[EXERCISE PROMPT] Your task is to give the listing below back word for word, pictures excluded.

───

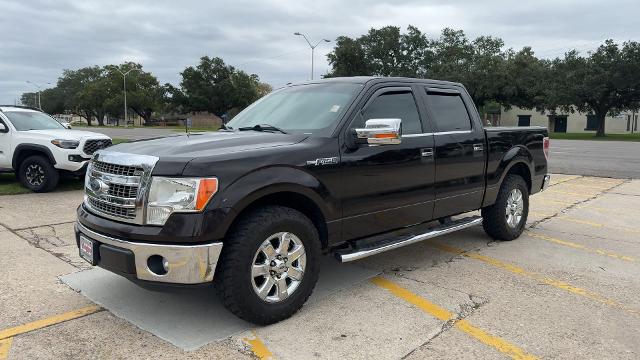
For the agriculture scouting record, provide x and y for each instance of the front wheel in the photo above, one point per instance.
(38, 174)
(506, 219)
(269, 265)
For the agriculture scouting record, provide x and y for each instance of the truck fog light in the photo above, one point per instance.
(158, 264)
(158, 215)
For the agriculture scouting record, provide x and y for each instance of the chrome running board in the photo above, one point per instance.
(382, 245)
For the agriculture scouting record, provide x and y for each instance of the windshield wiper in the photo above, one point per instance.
(262, 127)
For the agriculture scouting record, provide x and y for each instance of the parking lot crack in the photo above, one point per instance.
(534, 224)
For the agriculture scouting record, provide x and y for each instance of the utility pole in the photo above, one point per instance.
(313, 48)
(124, 87)
(37, 97)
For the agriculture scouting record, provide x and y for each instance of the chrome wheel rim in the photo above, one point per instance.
(515, 208)
(35, 175)
(278, 267)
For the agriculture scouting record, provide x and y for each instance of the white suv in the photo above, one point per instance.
(37, 147)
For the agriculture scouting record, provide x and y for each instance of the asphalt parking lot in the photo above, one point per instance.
(568, 288)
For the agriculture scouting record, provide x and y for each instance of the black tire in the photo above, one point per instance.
(45, 178)
(495, 222)
(234, 278)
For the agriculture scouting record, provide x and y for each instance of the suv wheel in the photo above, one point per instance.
(37, 174)
(506, 219)
(269, 265)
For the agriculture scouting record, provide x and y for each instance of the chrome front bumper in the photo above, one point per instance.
(546, 181)
(185, 264)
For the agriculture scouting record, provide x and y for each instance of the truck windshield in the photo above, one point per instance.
(31, 120)
(299, 109)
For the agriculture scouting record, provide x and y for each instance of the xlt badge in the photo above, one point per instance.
(323, 161)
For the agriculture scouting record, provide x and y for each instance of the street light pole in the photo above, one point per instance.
(313, 48)
(38, 86)
(124, 87)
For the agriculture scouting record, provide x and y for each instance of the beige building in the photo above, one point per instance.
(624, 123)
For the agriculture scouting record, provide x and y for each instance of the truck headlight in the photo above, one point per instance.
(65, 144)
(168, 195)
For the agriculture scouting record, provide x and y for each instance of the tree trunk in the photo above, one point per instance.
(87, 115)
(100, 116)
(601, 117)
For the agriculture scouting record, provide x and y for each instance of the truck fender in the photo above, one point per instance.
(31, 147)
(516, 155)
(267, 181)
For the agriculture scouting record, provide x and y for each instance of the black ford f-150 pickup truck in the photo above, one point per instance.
(352, 166)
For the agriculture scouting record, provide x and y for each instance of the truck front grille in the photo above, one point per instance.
(116, 183)
(116, 169)
(91, 146)
(123, 191)
(112, 209)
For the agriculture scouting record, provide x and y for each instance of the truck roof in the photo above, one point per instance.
(375, 79)
(18, 108)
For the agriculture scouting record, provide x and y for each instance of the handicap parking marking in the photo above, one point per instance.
(53, 320)
(559, 284)
(5, 346)
(580, 247)
(499, 344)
(258, 347)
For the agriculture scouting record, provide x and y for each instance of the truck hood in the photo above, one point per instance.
(207, 144)
(65, 134)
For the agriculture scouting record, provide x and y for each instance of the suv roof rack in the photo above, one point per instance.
(21, 107)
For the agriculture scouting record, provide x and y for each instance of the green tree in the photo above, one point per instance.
(82, 93)
(145, 95)
(605, 81)
(215, 87)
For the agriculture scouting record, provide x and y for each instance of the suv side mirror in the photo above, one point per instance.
(380, 132)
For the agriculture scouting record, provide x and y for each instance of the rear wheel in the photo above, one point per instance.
(506, 219)
(38, 174)
(269, 265)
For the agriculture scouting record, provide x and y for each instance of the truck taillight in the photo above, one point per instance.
(545, 147)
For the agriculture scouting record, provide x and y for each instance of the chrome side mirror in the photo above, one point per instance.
(381, 131)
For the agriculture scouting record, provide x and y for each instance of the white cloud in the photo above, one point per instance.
(40, 38)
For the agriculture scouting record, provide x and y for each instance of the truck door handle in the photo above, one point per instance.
(428, 152)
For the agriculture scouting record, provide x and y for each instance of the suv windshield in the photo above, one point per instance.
(31, 120)
(303, 108)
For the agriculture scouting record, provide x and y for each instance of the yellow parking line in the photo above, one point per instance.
(599, 225)
(556, 182)
(571, 193)
(39, 324)
(581, 247)
(440, 313)
(5, 345)
(258, 347)
(537, 277)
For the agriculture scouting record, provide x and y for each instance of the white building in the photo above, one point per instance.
(624, 123)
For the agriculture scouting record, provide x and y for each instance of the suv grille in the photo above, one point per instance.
(91, 146)
(117, 169)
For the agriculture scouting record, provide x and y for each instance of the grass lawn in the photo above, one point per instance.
(9, 184)
(592, 136)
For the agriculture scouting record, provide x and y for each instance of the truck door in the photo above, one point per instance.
(459, 152)
(5, 146)
(388, 186)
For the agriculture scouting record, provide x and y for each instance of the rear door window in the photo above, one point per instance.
(395, 105)
(449, 112)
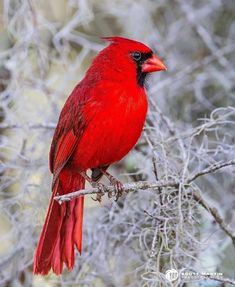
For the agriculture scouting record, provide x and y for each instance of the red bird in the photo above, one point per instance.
(99, 124)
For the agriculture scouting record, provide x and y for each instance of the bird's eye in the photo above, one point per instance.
(136, 56)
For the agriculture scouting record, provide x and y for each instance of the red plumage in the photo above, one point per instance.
(99, 124)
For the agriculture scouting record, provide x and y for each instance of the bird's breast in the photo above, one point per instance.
(113, 131)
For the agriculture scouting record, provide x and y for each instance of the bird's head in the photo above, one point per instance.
(128, 57)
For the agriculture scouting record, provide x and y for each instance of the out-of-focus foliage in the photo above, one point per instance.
(45, 48)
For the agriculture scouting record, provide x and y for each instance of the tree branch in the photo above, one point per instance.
(144, 185)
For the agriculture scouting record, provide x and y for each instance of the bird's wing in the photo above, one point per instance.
(71, 125)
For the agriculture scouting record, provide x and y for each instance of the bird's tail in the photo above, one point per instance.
(62, 228)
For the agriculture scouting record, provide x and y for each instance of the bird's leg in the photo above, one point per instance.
(115, 182)
(101, 187)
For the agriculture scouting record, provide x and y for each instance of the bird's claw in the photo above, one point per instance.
(102, 188)
(119, 189)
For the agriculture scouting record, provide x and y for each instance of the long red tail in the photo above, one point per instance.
(62, 228)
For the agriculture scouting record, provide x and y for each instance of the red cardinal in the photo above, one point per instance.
(99, 124)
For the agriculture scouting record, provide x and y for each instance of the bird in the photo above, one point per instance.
(100, 122)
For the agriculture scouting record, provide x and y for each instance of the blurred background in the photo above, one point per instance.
(45, 49)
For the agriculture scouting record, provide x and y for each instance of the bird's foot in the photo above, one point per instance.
(101, 187)
(117, 185)
(119, 188)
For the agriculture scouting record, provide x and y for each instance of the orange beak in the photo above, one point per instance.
(153, 64)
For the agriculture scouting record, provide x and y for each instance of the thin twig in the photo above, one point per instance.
(143, 185)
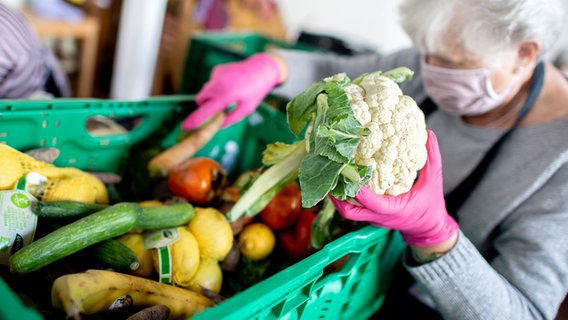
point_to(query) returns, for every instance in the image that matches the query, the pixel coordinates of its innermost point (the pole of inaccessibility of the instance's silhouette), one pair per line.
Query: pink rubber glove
(419, 214)
(245, 83)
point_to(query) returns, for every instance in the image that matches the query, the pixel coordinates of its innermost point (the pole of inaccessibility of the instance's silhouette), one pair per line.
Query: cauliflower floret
(358, 103)
(395, 148)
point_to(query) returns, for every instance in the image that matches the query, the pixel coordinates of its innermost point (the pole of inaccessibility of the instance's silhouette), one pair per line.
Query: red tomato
(296, 242)
(283, 210)
(199, 180)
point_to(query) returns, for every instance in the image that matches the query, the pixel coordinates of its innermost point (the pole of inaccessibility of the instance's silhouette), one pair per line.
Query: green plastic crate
(209, 49)
(310, 289)
(62, 123)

───

[SOLUTION]
For the agriculture scouting record, provide x and y for each instance of the front wheel in the photo above, one point per instance.
(38, 174)
(506, 219)
(269, 265)
For the agriculture scouting record, provide x and y for each instance of the truck fog light in the photo above, one point per instance.
(158, 264)
(158, 215)
For the agriculture scouting record, provide x and y for each instance of the chrome running board in the photo above, one point per instance.
(382, 245)
For the agriculture scouting record, provide x and y for each instance of the windshield wiper in the photo above, one point per instance.
(262, 127)
For the agriculture scouting record, provide x and y for each instance of the parking lot crack in the photo above, one point per instance.
(534, 224)
For the agriculture scouting record, provide x and y for each instance of the utility pole in the photo above, one point per instance.
(313, 48)
(124, 87)
(37, 97)
For the agriculture scouting record, provide x and y for each instance of the chrome wheel rim in the photo above, one point per instance.
(515, 208)
(35, 175)
(278, 267)
For the agriculture scouting record, provide x and y for each instance of the white suv in the photo above, one point per instance.
(37, 147)
For the agriculture scouting record, provide x and y for each instance of the asphalt parking lot in the photo above, one point per instance.
(568, 288)
For the agriculture scouting record, provide x and y for each instance of the black tire in the photo above, one point per instance.
(45, 178)
(495, 222)
(234, 278)
For the agriculture scouting record, provide x and y for each instance of the suv wheel in the photo above, one point per instance.
(37, 174)
(506, 219)
(269, 265)
For the agriculture scouting record, provide x and y for each instance of the chrome front bumper in the photo above, one point per instance.
(546, 181)
(185, 264)
For the agriculture scouting record, provide x and y for each instance of the truck windshield in the photo above, one point per instance.
(31, 120)
(299, 109)
For the agriculture scouting record, provide x and y for each instance of the xlt badge in the photo above, one point per instance.
(323, 161)
For the agriculture scouting record, provide x and y for each instance of the street light pole in the photo above, one point per instance.
(313, 48)
(38, 86)
(124, 87)
For the agriculture scouting record, provide x and y for each instance of the beige building in the photo above, one point per instance.
(624, 123)
For the agriculture scouting record, provide x and y for each instance of the truck headlight in the photo above, one point per instance.
(65, 144)
(168, 195)
For the agriculture scouting record, provide x and y for each instance of the tree trunk in the photo above, one point per instance.
(87, 115)
(100, 116)
(601, 117)
For the agriculture scouting record, provide x and y for each instance of the truck fender in the photo above, one point per instance.
(31, 147)
(516, 155)
(267, 181)
For the agriculture scouting record, provide x and y for each instance of the black ford f-150 pickup truck in the photo above, one point per instance.
(352, 166)
For the agriculture scouting record, provide x and y for each instance of the truck front grille in the photo above, one point per instance.
(116, 183)
(116, 169)
(91, 146)
(123, 191)
(112, 209)
For the agriculture scouting record, provide x and y for each instance of the truck roof in the photo above, one point per instance.
(375, 79)
(18, 108)
For the agriculture scouting record, provide x and y for each instance of the handicap parking marking in the photo above, one point per instance.
(53, 320)
(559, 284)
(5, 346)
(580, 247)
(499, 344)
(258, 347)
For the agriculture scouting record, provide x and y for each instance of the truck hood in the photo above, one point per instance.
(207, 144)
(65, 134)
For the agriculture scouting record, provide x and y for each instance of the suv roof rack in the photo above, one point per instance.
(21, 107)
For the agriculture scouting record, provide x and y for each instance of the green tree in the photo above, one point per instance.
(82, 93)
(145, 95)
(605, 81)
(215, 87)
For the agriculture scouting record, provide x and y for each instance of the suv side mirror in the photo above, one point per instance.
(380, 132)
For the agriculture scouting record, provide x and y for each instance of the rear wheel in the photo above, one point per instance.
(506, 219)
(38, 174)
(269, 265)
For the agriculture scouting record, provide x and y for each instance of the truck taillight in the photo above, one point per instance.
(545, 147)
For the agriculture scouting record, provide x and y for each instance of the chrome side mirror in the photo above, one point per instance.
(381, 131)
For the agriculture scouting record, provide x and y for each instance of the white cloud in the photo above, one point per instance.
(40, 38)
For the agriculture scouting record, provide x and y for each instance of the truck door handle in the photo above, one point per instance.
(428, 152)
For the agriculture scouting record, provide x and y for each instance of the suv windshield in the photo above, one point per instance.
(31, 120)
(303, 108)
For the agriculture scouting record, provide x and y for each instance of the yellow parking line in the photo above, one point per instance.
(599, 225)
(556, 182)
(571, 193)
(39, 324)
(581, 247)
(440, 313)
(5, 345)
(258, 347)
(537, 277)
For the agriculture scouting record, provide x and y for each instance of the white building in the photo above, one point per instance.
(624, 123)
For the agriculture scouting record, provide x and y for each instance of the suv grille in the photo above, one point per instance.
(91, 146)
(117, 169)
For the agriculture scouting record, provide x and y for each instance of the grass lawn in the photo above, one point per instance.
(9, 184)
(592, 136)
For the agriculture scouting record, provide x and y for each instance of the truck door in the photo above, one point per instance.
(459, 152)
(5, 146)
(388, 186)
For the agriculture scouting record, provide x and y for each instance of the rear door window in the photo above, one point per instance.
(395, 105)
(449, 112)
For the agriculture scouting record, provide x and y for each instance of the red bird in the photo above, one point per instance.
(99, 124)
For the agriculture scouting record, provide x and y for each instance of the bird's eye in the photo above, one point per instance.
(136, 56)
For the agriculture scouting record, provide x and y for each instance of the red plumage in the photo above, one point per instance.
(99, 124)
For the agriculture scouting record, provide x and y for each instance of the bird's breast in the photo above, one point per instance.
(113, 131)
For the agriculture scouting record, provide x and y for each instance of the bird's head in the photo above, one point per instance.
(128, 57)
For the agriculture scouting record, provide x and y for each instance of the out-of-focus foliage in the photo above, one point per instance.
(45, 48)
For the agriculture scouting record, provide x and y for each instance of the tree branch in the photo above, one point per instance.
(144, 185)
For the agriculture scouting record, provide x and y for each instance of the bird's wing in the photo above, one point per instance.
(71, 125)
For the agriculture scouting record, provide x and y for each instance of the bird's tail in the photo above, one point per instance.
(62, 228)
For the agriculture scouting record, provide x and y for each instance of the bird's leg in the photo above, one point per instance.
(115, 182)
(101, 187)
For the agriculture scouting record, provide x and y for each instance of the bird's claw in the photo above, one point per instance.
(102, 188)
(119, 189)
For the agriculture scouting record, provide x and y for each instance of the long red tail in the photo above, one point per instance.
(62, 228)
For the agriculture scouting record, provide x and y for each instance of the red cardinal in the photo above, one point per instance.
(99, 124)
For the agriculture scouting record, provide x and y for each instance of the bird in the photo above, one point per instance.
(100, 122)
For the agriculture scouting record, provide x and y for each instance of the blurred background in the photo above, one point per instance.
(45, 49)
For the agriculture scouting record, provide x and y for each instance of the bird's foot in the photo above, one point per instance.
(101, 187)
(117, 185)
(119, 188)
For the agriculture scouting record, provide x and y for each instance of the orange beak in the photo above, one point per instance.
(153, 64)
For the agriculture scouting record, provide x and y for each instance of the thin twig in the photo above, one point per instance.
(143, 185)
point_to(query) returns, for every instance in the image that matches the query, the pixel coordinates of its innermost point (the pole of inaccessibility of the instance's silhouette), one pair per line.
Query: pink rubber glove
(419, 214)
(245, 83)
point_to(query) returns, for every instance in the image that matches the query, the pixel coordinates of its innermost point (the pole of inaccessibility of the instance's silhouette), one pair per line.
Query: cauliflower floret
(358, 103)
(395, 148)
point_to(query) returns, for every instance in the image that matches the query, the pixel coordinates of its innermost point (the pole of inaccessibility of the instance's silhouette), one pair per line.
Query: red tomato
(296, 242)
(283, 210)
(199, 180)
point_to(query) returns, for every instance in the image that matches the query, the pixel coordinates of its innermost point (the pole of inaccessibility of the instance's silhouette), one pair per line.
Query: green plastic crate
(209, 49)
(310, 289)
(62, 123)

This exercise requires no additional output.